_Selection_
****************

Display article   Subject:  Laser Accessories Life Cycles
   04/30/97   19:18:42


LASER ACCESSORIES LIFE CYCLES

Many questions have come up concerning the life of laser toner
and other replacement kits.  Listed here are the "published" life
times of the products we sell.  When considering these life
times, you must be aware of the many different things that can
severely affect these page counts.

How is Life Measured?

First, each manufacturer has their own measurement.  It is
usually expressed as "xxx copies at x% print using x type of
paper at xx-xx degrees temperature range with a humidity of x%
using the built in default font."

This way of measuring enables the manufacturer to be consistent
from one time to the next.  This is the only way to accurately
predict the number of pages.

You can see right away that there are going to be varying numbers
achieved by different users simply because of the grade of paper
used, or the temperature in the room where the printer is
sitting, or the humidity of the room or paper when it is fed into
the printer.  Just by varying these three factors a user can
change the number of copies by as much as 50% one way or the
other.  You may find that some users get as few as 1000 copies
from an LP 1000 toner cartridge and that some get as many as
3000.

Toner and Toner Cartridge Life

One contributing factor is the length of the print run, which
means the number of copies that are printed right after each
other.  For example, writing ten letters and printing them each
as a separate print job is not the same as printing one letter
with a print instruction to make 10 copies.  The latter will take
less toner to accomplish and will deposit less toner in the
spillover tray (Kit B on the LP 1000).  And even further,
printing 10 separate letters, one each day for ten days, uses
even more toner than printing ten separate letters without ever
turning off the printer.

****************

_Work to do_
a. Name the three factors that, according to the article on laser accessory life cycles, a user can vary to change the number of copies.
b. Decide whether each statement agrees with the article on laser accessory life cycles: (i) All manufacturers measure life the same way. (ii) Printing one letter with an instruction to make 10 copies takes less toner than printing ten letters as separate jobs. (iii) Varying the paper, temperature and humidity can change the number of copies by as much as 50%.

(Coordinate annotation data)

****************

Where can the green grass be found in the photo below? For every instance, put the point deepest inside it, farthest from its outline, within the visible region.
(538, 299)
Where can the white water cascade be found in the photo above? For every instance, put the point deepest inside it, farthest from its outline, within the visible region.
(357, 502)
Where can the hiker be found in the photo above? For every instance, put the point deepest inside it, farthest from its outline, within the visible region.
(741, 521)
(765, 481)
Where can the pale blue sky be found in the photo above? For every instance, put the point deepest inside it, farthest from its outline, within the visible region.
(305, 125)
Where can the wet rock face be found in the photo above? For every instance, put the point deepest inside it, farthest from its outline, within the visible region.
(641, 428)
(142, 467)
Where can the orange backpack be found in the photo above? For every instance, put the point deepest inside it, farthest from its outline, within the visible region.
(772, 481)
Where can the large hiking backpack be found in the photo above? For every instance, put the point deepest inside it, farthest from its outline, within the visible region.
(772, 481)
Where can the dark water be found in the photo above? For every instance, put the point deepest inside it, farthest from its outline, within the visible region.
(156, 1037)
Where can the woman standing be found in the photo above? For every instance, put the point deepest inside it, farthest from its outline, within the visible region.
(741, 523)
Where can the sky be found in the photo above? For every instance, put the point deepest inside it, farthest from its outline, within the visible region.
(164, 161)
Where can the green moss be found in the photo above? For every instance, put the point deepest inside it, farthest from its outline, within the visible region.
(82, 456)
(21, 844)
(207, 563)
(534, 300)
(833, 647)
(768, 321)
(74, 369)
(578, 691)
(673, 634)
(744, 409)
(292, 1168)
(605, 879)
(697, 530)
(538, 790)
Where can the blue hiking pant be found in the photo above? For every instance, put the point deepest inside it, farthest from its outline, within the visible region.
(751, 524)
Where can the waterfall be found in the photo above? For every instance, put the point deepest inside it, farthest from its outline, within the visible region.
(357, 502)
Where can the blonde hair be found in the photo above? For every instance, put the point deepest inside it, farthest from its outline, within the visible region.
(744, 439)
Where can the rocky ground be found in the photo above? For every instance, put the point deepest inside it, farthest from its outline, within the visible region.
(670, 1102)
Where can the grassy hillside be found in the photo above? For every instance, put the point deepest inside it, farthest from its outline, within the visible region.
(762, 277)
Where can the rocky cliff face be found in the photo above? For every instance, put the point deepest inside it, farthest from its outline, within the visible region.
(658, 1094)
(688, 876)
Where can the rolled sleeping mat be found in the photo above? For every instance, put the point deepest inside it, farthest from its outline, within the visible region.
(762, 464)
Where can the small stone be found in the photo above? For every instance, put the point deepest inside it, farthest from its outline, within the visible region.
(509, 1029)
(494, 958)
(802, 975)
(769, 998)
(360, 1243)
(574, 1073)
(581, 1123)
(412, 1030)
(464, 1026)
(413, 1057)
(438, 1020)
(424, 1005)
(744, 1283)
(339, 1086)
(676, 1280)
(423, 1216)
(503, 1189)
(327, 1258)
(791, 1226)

****************

_Exercise answers_
a. The grade of paper used, the temperature in the room where the printer is sitting, and the humidity of the room or paper when it is fed into the printer.

b.
(i) No: "each manufacturer has their own measurement."
(ii) Yes: "The latter will take less toner to accomplish"
(iii) Yes: "a user can change the number of copies by as much as 50% one way or the other."